*Task requirements*
Copy the items below word for word, from their first line through the line that contains "x=262, y=142", with both ends included. Leave the picture out of your copy.
## start Entries shown
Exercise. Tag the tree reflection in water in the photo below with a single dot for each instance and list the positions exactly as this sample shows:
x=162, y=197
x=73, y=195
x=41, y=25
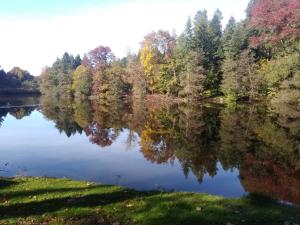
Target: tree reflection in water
x=262, y=142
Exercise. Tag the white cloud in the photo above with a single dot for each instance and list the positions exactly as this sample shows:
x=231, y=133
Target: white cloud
x=32, y=43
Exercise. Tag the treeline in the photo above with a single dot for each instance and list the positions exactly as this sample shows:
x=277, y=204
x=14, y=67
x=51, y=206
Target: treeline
x=254, y=58
x=17, y=81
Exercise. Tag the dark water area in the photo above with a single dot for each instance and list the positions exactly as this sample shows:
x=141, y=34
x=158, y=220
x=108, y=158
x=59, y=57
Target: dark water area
x=181, y=147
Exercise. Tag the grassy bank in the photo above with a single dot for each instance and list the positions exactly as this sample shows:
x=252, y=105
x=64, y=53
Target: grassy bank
x=61, y=201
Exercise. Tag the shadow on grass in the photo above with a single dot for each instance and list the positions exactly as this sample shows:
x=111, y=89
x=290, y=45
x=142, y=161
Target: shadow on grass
x=6, y=183
x=147, y=208
x=77, y=199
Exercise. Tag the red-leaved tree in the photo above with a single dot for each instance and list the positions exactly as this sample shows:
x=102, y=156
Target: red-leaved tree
x=275, y=21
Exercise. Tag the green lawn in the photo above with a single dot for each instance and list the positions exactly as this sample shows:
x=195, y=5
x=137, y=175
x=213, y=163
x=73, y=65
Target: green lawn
x=61, y=201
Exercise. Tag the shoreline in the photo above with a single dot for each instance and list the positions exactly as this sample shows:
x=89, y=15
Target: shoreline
x=41, y=200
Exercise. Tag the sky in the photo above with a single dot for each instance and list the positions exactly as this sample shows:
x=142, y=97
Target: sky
x=35, y=32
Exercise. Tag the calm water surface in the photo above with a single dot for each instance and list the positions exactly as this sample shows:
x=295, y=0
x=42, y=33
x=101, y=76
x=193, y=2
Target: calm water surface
x=203, y=148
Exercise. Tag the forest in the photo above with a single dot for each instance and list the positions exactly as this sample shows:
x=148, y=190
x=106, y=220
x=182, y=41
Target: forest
x=250, y=60
x=18, y=81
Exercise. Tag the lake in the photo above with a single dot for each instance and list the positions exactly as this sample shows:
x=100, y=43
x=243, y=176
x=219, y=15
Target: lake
x=172, y=147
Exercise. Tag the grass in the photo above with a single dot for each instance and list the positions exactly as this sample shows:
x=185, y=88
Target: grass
x=61, y=201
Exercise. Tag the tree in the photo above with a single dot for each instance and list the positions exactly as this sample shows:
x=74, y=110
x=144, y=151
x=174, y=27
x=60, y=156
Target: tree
x=136, y=77
x=216, y=52
x=98, y=58
x=192, y=77
x=157, y=50
x=82, y=82
x=228, y=34
x=275, y=21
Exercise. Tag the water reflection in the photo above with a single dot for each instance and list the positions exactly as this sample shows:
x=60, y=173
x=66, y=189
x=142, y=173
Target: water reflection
x=263, y=144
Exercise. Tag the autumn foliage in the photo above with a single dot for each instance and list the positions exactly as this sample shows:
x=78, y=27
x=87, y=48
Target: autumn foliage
x=275, y=20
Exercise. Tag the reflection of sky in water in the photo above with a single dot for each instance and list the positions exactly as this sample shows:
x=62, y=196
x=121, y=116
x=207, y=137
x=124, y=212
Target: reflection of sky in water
x=33, y=146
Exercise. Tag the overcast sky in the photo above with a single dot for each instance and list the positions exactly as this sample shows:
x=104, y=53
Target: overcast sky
x=35, y=32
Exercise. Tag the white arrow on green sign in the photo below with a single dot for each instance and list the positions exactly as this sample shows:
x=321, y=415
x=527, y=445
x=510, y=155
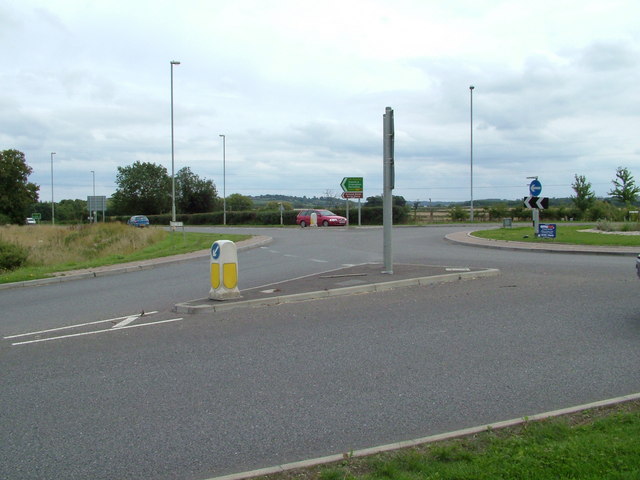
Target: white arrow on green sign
x=352, y=184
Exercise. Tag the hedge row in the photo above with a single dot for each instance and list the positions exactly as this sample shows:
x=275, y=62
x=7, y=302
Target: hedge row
x=369, y=216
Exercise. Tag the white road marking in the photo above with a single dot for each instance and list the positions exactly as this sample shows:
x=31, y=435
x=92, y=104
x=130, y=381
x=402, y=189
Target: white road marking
x=68, y=327
x=126, y=321
x=97, y=331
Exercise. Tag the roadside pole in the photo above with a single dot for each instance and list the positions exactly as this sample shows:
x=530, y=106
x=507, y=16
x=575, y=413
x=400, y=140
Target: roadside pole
x=389, y=180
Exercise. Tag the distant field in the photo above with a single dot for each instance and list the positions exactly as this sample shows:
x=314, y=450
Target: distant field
x=60, y=248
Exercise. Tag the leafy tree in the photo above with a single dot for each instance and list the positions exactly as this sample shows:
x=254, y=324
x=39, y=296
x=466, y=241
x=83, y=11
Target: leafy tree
x=625, y=189
x=193, y=194
x=17, y=194
x=374, y=201
x=239, y=203
x=584, y=197
x=143, y=188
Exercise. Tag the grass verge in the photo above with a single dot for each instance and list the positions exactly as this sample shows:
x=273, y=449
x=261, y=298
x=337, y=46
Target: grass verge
x=593, y=444
x=570, y=234
x=58, y=249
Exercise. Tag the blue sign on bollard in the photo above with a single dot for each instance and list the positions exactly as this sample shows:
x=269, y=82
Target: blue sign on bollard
x=547, y=230
x=535, y=187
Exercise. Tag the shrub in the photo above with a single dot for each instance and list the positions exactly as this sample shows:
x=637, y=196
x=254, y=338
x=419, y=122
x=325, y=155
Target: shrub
x=12, y=256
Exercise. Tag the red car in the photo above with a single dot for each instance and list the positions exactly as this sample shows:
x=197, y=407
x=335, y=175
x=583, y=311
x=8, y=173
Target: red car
x=326, y=218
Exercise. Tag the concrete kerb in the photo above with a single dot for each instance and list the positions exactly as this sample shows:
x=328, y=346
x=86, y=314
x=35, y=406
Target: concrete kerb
x=215, y=306
x=314, y=462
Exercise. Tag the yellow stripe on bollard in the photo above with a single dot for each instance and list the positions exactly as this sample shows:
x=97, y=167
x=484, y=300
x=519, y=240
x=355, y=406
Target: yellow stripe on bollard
x=230, y=275
x=215, y=275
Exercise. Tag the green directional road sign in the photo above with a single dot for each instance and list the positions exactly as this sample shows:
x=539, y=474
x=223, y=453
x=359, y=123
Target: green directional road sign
x=352, y=184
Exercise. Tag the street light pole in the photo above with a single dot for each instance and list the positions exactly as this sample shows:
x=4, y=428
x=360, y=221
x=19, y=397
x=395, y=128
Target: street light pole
x=471, y=150
x=53, y=218
x=224, y=180
x=93, y=212
x=173, y=178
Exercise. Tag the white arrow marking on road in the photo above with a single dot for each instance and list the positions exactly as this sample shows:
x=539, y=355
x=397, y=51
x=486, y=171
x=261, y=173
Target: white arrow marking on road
x=68, y=327
x=126, y=321
x=97, y=331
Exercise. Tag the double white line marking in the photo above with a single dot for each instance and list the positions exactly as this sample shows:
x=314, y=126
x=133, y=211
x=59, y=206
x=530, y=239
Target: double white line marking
x=122, y=324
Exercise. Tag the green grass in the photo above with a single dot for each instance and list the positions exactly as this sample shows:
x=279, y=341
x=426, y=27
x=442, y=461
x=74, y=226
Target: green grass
x=564, y=234
x=591, y=445
x=170, y=244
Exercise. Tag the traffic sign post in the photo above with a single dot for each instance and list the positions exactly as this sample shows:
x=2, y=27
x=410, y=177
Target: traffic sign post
x=540, y=203
x=352, y=187
x=352, y=184
x=547, y=230
x=535, y=188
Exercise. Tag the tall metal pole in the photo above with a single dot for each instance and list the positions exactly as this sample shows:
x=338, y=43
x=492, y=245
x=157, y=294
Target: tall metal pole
x=389, y=181
x=173, y=178
x=224, y=180
x=471, y=99
x=95, y=211
x=53, y=218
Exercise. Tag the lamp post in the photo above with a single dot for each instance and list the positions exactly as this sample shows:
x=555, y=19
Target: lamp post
x=53, y=218
x=471, y=150
x=224, y=181
x=93, y=212
x=173, y=178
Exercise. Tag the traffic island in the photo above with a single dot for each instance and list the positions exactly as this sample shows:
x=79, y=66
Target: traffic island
x=349, y=280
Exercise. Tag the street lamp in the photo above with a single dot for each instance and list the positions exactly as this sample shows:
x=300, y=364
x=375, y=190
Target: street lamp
x=53, y=219
x=471, y=99
x=93, y=213
x=173, y=178
x=224, y=181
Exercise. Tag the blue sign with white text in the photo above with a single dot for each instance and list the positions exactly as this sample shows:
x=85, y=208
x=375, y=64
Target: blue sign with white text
x=535, y=187
x=547, y=230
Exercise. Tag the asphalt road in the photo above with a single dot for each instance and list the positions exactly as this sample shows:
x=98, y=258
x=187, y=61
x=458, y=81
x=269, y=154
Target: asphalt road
x=227, y=392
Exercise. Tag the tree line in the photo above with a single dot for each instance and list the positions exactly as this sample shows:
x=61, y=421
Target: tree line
x=146, y=188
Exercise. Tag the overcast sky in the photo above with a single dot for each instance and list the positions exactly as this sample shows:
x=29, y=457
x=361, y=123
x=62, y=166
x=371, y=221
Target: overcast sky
x=299, y=89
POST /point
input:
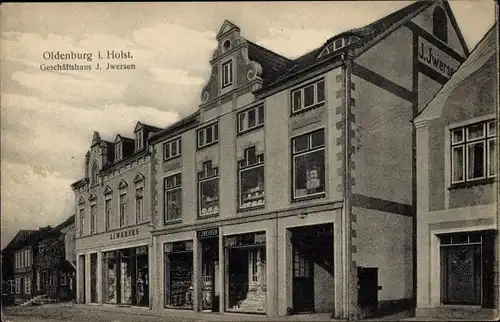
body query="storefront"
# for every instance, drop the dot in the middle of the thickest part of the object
(125, 276)
(245, 257)
(178, 289)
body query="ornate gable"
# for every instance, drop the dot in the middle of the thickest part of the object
(123, 184)
(232, 51)
(96, 138)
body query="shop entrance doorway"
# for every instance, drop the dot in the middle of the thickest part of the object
(312, 262)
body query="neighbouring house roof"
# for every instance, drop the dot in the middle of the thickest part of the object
(480, 56)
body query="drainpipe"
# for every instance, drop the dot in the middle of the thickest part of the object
(346, 220)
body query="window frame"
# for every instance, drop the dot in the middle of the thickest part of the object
(466, 141)
(215, 135)
(107, 213)
(209, 173)
(139, 206)
(260, 118)
(139, 140)
(259, 163)
(301, 89)
(178, 143)
(173, 189)
(93, 218)
(81, 217)
(123, 196)
(229, 65)
(310, 149)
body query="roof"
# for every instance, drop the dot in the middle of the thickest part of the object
(272, 63)
(366, 34)
(481, 55)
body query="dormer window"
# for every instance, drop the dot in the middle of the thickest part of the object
(337, 44)
(139, 140)
(118, 151)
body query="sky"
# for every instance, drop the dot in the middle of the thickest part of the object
(48, 118)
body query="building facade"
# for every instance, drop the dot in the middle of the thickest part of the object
(291, 189)
(112, 243)
(457, 244)
(293, 185)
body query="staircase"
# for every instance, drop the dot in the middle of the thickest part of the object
(254, 302)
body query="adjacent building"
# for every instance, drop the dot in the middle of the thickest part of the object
(113, 214)
(457, 163)
(292, 188)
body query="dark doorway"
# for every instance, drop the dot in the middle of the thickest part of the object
(368, 291)
(303, 283)
(210, 271)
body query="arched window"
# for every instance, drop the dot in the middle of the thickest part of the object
(440, 24)
(94, 173)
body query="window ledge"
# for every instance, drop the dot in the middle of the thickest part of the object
(307, 109)
(469, 184)
(253, 129)
(311, 197)
(206, 145)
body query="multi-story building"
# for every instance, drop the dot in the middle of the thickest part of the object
(292, 188)
(457, 165)
(112, 225)
(54, 275)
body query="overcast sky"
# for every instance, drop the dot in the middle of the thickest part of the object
(47, 118)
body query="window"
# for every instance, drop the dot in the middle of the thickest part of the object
(309, 164)
(139, 205)
(208, 135)
(473, 152)
(118, 151)
(82, 220)
(251, 179)
(108, 214)
(308, 96)
(251, 118)
(94, 173)
(27, 285)
(93, 218)
(139, 140)
(123, 209)
(227, 74)
(208, 197)
(440, 24)
(172, 198)
(172, 149)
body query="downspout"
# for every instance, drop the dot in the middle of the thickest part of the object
(346, 220)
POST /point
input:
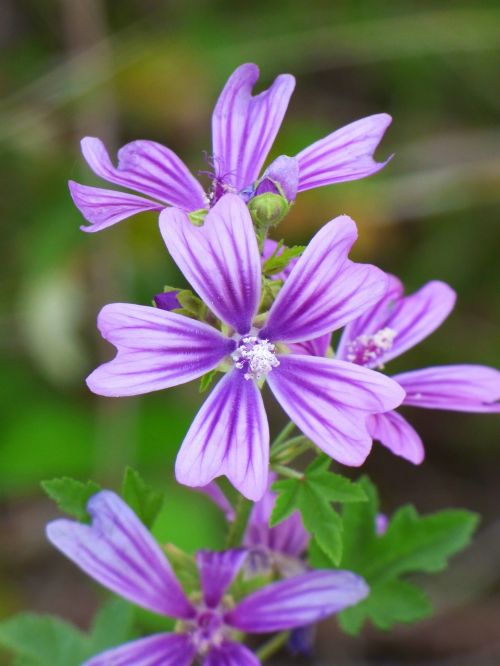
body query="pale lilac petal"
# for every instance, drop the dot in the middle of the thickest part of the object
(325, 290)
(103, 208)
(156, 349)
(231, 654)
(244, 127)
(149, 168)
(220, 259)
(217, 572)
(462, 388)
(346, 154)
(329, 401)
(230, 436)
(297, 601)
(157, 650)
(119, 552)
(394, 432)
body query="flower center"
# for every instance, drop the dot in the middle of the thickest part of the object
(255, 357)
(369, 349)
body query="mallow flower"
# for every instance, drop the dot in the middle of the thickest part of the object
(327, 399)
(392, 326)
(243, 131)
(121, 554)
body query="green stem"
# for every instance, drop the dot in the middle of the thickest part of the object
(274, 645)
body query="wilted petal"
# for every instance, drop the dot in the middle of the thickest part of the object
(394, 432)
(156, 349)
(325, 290)
(231, 654)
(297, 601)
(220, 259)
(158, 650)
(244, 127)
(230, 435)
(346, 154)
(103, 208)
(149, 168)
(217, 572)
(119, 552)
(462, 388)
(329, 401)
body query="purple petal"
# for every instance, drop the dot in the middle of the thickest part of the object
(462, 388)
(103, 208)
(346, 154)
(297, 601)
(156, 349)
(395, 433)
(244, 127)
(231, 654)
(217, 572)
(220, 259)
(158, 650)
(324, 290)
(119, 552)
(230, 435)
(329, 401)
(149, 168)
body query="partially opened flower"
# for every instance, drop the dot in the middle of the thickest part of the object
(119, 552)
(394, 325)
(328, 400)
(243, 131)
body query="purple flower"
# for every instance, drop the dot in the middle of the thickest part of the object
(243, 129)
(119, 552)
(392, 326)
(329, 400)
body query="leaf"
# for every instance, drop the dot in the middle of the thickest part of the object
(144, 500)
(43, 640)
(71, 496)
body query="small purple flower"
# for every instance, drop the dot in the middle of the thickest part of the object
(394, 325)
(329, 400)
(243, 129)
(119, 552)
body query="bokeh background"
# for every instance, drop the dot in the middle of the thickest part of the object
(152, 69)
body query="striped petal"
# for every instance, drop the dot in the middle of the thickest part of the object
(244, 127)
(117, 551)
(346, 154)
(300, 600)
(230, 436)
(156, 349)
(325, 290)
(220, 259)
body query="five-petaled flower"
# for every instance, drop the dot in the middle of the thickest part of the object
(119, 552)
(243, 131)
(329, 400)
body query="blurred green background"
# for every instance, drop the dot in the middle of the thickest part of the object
(151, 69)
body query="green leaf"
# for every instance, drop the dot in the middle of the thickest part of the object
(71, 496)
(43, 640)
(144, 500)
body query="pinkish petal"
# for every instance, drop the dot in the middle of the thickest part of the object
(297, 601)
(103, 208)
(119, 552)
(325, 290)
(149, 168)
(156, 349)
(346, 154)
(220, 259)
(329, 401)
(157, 650)
(395, 433)
(244, 127)
(230, 436)
(461, 388)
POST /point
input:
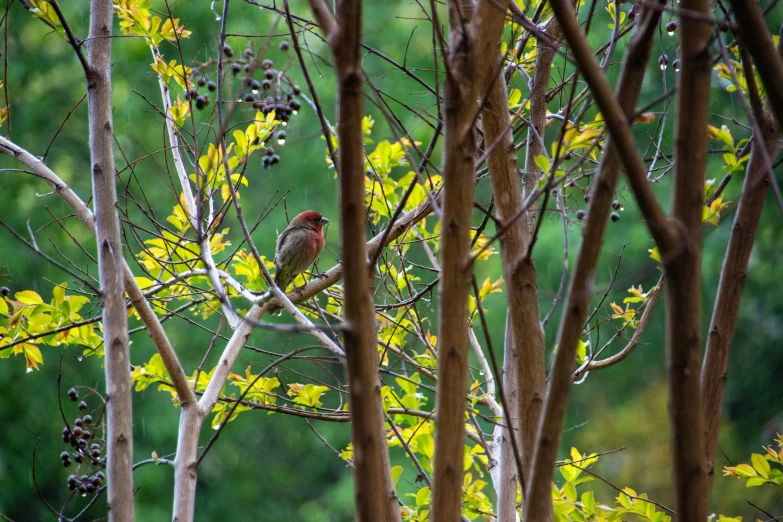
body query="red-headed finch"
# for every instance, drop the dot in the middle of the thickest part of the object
(298, 246)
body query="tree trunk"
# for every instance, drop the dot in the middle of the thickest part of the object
(119, 440)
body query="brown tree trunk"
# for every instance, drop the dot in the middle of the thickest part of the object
(730, 287)
(519, 272)
(119, 439)
(376, 499)
(538, 501)
(458, 189)
(683, 267)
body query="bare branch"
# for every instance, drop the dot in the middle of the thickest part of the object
(119, 413)
(537, 501)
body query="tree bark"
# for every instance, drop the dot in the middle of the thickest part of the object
(730, 287)
(683, 268)
(525, 377)
(375, 496)
(538, 504)
(458, 190)
(119, 439)
(755, 35)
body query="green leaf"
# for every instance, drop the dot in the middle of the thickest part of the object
(396, 472)
(542, 162)
(28, 297)
(743, 470)
(760, 464)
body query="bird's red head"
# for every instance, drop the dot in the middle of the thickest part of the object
(310, 218)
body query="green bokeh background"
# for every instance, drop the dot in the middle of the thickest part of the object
(272, 467)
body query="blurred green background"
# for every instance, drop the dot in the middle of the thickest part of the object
(272, 467)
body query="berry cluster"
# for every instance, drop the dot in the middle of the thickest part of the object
(86, 450)
(272, 93)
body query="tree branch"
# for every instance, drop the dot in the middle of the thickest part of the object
(119, 414)
(538, 500)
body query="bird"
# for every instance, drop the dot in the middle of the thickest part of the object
(299, 246)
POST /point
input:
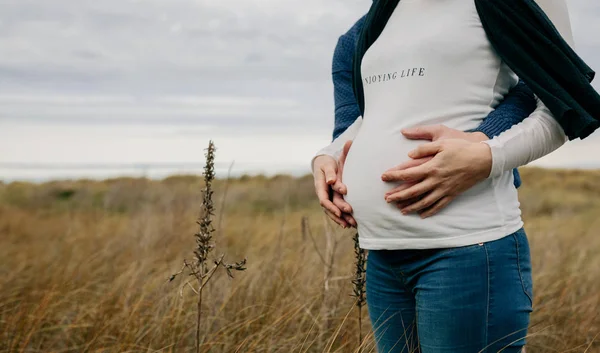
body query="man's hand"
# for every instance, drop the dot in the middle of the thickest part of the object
(432, 181)
(328, 174)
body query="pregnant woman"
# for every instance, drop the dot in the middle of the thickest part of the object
(459, 281)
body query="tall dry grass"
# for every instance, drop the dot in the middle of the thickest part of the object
(84, 267)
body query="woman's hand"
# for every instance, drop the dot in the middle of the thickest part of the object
(439, 172)
(328, 177)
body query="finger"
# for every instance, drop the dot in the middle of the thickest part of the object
(350, 220)
(336, 219)
(407, 203)
(425, 150)
(436, 207)
(412, 174)
(425, 202)
(340, 187)
(340, 203)
(430, 132)
(414, 191)
(323, 195)
(399, 188)
(345, 151)
(411, 163)
(330, 173)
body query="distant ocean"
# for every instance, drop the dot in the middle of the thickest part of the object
(42, 172)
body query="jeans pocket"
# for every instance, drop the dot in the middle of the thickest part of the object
(524, 263)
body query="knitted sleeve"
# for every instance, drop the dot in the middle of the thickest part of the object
(346, 107)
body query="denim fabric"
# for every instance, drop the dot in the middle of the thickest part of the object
(469, 299)
(518, 104)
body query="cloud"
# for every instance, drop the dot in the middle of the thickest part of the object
(182, 70)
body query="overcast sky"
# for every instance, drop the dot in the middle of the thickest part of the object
(118, 82)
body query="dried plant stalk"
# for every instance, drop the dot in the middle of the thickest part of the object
(359, 284)
(199, 267)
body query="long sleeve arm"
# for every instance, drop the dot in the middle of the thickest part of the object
(540, 133)
(535, 137)
(337, 146)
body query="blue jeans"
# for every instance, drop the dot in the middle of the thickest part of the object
(470, 299)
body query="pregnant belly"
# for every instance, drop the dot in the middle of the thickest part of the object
(369, 158)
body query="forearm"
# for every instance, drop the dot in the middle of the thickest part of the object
(518, 104)
(537, 136)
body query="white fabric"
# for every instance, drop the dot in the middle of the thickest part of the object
(433, 64)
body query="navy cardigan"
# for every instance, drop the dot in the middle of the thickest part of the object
(517, 105)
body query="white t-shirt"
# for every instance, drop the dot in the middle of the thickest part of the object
(433, 64)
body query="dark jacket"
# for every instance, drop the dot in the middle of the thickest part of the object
(530, 45)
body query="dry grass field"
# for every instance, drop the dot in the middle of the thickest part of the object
(84, 266)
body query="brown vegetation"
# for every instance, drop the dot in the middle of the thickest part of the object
(85, 266)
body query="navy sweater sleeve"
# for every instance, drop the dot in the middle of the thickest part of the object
(346, 108)
(518, 104)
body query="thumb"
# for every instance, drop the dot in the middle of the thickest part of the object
(411, 163)
(426, 150)
(345, 151)
(429, 132)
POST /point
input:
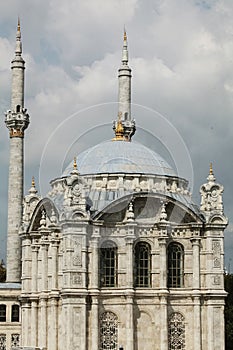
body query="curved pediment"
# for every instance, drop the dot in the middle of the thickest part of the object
(147, 209)
(46, 205)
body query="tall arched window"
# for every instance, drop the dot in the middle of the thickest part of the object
(108, 265)
(176, 332)
(108, 331)
(175, 265)
(15, 313)
(2, 313)
(142, 265)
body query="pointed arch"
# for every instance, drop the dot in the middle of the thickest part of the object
(176, 331)
(142, 264)
(108, 337)
(175, 278)
(108, 261)
(44, 204)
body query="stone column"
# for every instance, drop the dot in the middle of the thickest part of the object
(210, 330)
(43, 322)
(44, 275)
(95, 323)
(163, 323)
(17, 121)
(197, 323)
(129, 261)
(163, 262)
(54, 264)
(196, 262)
(196, 296)
(26, 261)
(26, 326)
(15, 209)
(34, 323)
(129, 322)
(95, 262)
(53, 329)
(35, 249)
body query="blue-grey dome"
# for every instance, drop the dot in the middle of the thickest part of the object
(121, 157)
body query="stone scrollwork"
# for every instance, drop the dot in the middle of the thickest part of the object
(216, 254)
(211, 195)
(108, 331)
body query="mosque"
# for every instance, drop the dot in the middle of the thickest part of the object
(116, 255)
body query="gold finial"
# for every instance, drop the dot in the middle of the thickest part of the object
(211, 168)
(18, 28)
(75, 163)
(119, 131)
(125, 35)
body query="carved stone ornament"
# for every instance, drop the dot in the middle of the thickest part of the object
(211, 196)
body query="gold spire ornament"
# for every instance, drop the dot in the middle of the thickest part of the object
(211, 169)
(75, 163)
(18, 27)
(125, 35)
(119, 131)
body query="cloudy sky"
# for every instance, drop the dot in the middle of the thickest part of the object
(181, 55)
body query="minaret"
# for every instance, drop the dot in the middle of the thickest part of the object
(17, 121)
(124, 95)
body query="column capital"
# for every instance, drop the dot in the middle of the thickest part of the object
(163, 240)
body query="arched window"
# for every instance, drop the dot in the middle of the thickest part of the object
(176, 332)
(142, 265)
(2, 313)
(108, 265)
(175, 265)
(108, 331)
(15, 313)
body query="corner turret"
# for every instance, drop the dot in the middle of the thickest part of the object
(17, 120)
(124, 96)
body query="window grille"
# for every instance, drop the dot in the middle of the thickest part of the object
(15, 340)
(108, 331)
(2, 313)
(142, 268)
(15, 313)
(175, 265)
(176, 332)
(108, 265)
(2, 341)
## end Entries shown
*Full answer*
Exercise. Tag the tree reflection in water in the photo below with a single dot for each instance and list the positions exactly as this sample shows:
x=162, y=197
x=73, y=195
x=41, y=25
Target: tree reflection in water
x=262, y=142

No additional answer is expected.